**SUPPLIED TEXT**
Dr
Ellen Wilma Margareta Josepha Elizabeth Jermini
We
have all wondered from time to time about the creation of the world.
We would like to find out who, what, where, why and how God is. It was
not surprising that it was so with Melissa, my seven-year-old neighbor
who came visiting me with her hair dancing in the spring breeze. Her
eager eyes penetrated my being as she questioned me about things I
often wondered myself now I had to give an answer.
I was arranging the kitchen drawers when Melissa lifted up Monica, her
Barbie doll, and demanded to know all the answers at once. Then just
as quickly she gently turned to comb Monica’s long blond tresses.
Lovingly and confidently she dressed her with a wardrobe from the neat
costumes she carried in a small pink suitcase.
Melissa was born as I was holding her mother’s hand since her
husband was away in service. Even at birth her inquisitive nose and
bright charming eyes penetrated everything and everyone. Everyone
calls her "their" special girl, curious to know everything.

**EXERCISE DETAILS**
Quote the passage about Melissa from "We would like" to "to know everything.".

Items stored from a collection
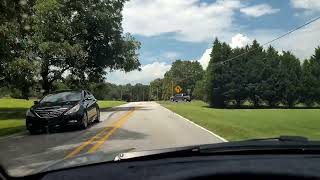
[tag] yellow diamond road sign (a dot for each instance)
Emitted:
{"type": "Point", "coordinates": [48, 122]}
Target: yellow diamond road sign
{"type": "Point", "coordinates": [178, 89]}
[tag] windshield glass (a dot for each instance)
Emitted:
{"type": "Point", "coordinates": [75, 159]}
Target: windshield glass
{"type": "Point", "coordinates": [62, 97]}
{"type": "Point", "coordinates": [133, 75]}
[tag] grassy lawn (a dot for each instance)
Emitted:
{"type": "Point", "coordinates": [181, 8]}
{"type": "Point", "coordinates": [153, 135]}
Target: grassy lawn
{"type": "Point", "coordinates": [12, 113]}
{"type": "Point", "coordinates": [239, 124]}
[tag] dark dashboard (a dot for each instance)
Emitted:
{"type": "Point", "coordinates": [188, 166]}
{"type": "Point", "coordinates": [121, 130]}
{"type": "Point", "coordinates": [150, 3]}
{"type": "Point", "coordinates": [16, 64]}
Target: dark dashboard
{"type": "Point", "coordinates": [280, 166]}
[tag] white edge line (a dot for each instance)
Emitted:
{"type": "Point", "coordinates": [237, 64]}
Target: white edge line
{"type": "Point", "coordinates": [219, 137]}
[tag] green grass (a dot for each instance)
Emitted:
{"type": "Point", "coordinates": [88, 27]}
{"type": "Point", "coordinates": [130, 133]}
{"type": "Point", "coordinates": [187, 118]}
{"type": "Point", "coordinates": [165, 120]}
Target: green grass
{"type": "Point", "coordinates": [12, 113]}
{"type": "Point", "coordinates": [239, 124]}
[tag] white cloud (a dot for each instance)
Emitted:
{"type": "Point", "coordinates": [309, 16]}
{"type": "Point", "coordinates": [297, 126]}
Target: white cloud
{"type": "Point", "coordinates": [239, 41]}
{"type": "Point", "coordinates": [148, 73]}
{"type": "Point", "coordinates": [189, 20]}
{"type": "Point", "coordinates": [205, 58]}
{"type": "Point", "coordinates": [171, 55]}
{"type": "Point", "coordinates": [306, 4]}
{"type": "Point", "coordinates": [301, 43]}
{"type": "Point", "coordinates": [258, 10]}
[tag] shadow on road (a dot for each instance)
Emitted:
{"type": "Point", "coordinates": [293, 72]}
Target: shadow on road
{"type": "Point", "coordinates": [116, 109]}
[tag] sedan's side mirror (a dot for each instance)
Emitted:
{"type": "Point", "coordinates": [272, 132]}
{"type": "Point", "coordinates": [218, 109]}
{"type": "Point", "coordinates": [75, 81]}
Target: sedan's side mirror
{"type": "Point", "coordinates": [88, 98]}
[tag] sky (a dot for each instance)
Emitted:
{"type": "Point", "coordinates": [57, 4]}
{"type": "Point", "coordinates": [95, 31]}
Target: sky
{"type": "Point", "coordinates": [185, 29]}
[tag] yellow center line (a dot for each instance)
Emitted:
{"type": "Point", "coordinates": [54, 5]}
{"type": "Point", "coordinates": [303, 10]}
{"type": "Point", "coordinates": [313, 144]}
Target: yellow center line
{"type": "Point", "coordinates": [88, 142]}
{"type": "Point", "coordinates": [107, 136]}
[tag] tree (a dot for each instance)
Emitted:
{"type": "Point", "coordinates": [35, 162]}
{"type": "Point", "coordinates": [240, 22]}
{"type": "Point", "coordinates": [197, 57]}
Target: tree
{"type": "Point", "coordinates": [16, 68]}
{"type": "Point", "coordinates": [218, 74]}
{"type": "Point", "coordinates": [269, 86]}
{"type": "Point", "coordinates": [311, 79]}
{"type": "Point", "coordinates": [290, 79]}
{"type": "Point", "coordinates": [236, 87]}
{"type": "Point", "coordinates": [83, 38]}
{"type": "Point", "coordinates": [256, 58]}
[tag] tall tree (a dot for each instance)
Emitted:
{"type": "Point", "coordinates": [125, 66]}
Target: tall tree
{"type": "Point", "coordinates": [311, 79]}
{"type": "Point", "coordinates": [218, 74]}
{"type": "Point", "coordinates": [269, 87]}
{"type": "Point", "coordinates": [236, 87]}
{"type": "Point", "coordinates": [83, 38]}
{"type": "Point", "coordinates": [256, 58]}
{"type": "Point", "coordinates": [16, 66]}
{"type": "Point", "coordinates": [290, 79]}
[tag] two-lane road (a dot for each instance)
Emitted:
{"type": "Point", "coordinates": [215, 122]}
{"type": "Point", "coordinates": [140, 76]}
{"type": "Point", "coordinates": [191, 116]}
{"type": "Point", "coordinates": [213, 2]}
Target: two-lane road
{"type": "Point", "coordinates": [134, 126]}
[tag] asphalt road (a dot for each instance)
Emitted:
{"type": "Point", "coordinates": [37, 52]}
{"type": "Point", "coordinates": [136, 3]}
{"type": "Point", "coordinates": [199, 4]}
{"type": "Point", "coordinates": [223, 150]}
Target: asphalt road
{"type": "Point", "coordinates": [132, 127]}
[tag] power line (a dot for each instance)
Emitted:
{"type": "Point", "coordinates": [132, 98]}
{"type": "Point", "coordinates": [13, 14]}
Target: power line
{"type": "Point", "coordinates": [275, 39]}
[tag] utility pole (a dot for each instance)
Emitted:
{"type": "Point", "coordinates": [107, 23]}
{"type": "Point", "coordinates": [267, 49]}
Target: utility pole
{"type": "Point", "coordinates": [121, 93]}
{"type": "Point", "coordinates": [157, 94]}
{"type": "Point", "coordinates": [171, 87]}
{"type": "Point", "coordinates": [142, 94]}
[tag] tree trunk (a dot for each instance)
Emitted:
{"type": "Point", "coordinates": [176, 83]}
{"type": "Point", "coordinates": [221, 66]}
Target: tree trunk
{"type": "Point", "coordinates": [46, 85]}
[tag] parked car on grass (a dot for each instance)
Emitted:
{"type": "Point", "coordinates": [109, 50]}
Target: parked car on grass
{"type": "Point", "coordinates": [180, 97]}
{"type": "Point", "coordinates": [70, 108]}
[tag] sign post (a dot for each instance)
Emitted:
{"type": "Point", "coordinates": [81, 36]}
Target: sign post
{"type": "Point", "coordinates": [178, 89]}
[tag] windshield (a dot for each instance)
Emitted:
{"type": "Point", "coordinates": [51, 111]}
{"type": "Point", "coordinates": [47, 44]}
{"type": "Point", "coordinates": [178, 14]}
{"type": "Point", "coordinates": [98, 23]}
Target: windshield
{"type": "Point", "coordinates": [62, 97]}
{"type": "Point", "coordinates": [152, 75]}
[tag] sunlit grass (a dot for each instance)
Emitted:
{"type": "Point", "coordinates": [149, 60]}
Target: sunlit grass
{"type": "Point", "coordinates": [239, 124]}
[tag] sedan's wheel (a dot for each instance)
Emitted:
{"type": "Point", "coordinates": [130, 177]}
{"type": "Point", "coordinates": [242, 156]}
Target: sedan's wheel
{"type": "Point", "coordinates": [98, 115]}
{"type": "Point", "coordinates": [84, 123]}
{"type": "Point", "coordinates": [33, 131]}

**EXERCISE ANSWER**
We would like to find out who, what, where, why and how God is. It was
not surprising that it was so with Melissa, my seven-year-old neighbor
who came visiting me with her hair dancing in the spring breeze. Her
eager eyes penetrated my being as she questioned me about things I
often wondered myself now I had to give an answer.
I was arranging the kitchen drawers when Melissa lifted up Monica, her
Barbie doll, and demanded to know all the answers at once. Then just
as quickly she gently turned to comb Monica’s long blond tresses.
Lovingly and confidently she dressed her with a wardrobe from the neat
costumes she carried in a small pink suitcase.
Melissa was born as I was holding her mother’s hand since her
husband was away in service. Even at birth her inquisitive nose and
bright charming eyes penetrated everything and everyone. Everyone
calls her "their" special girl, curious to know everything.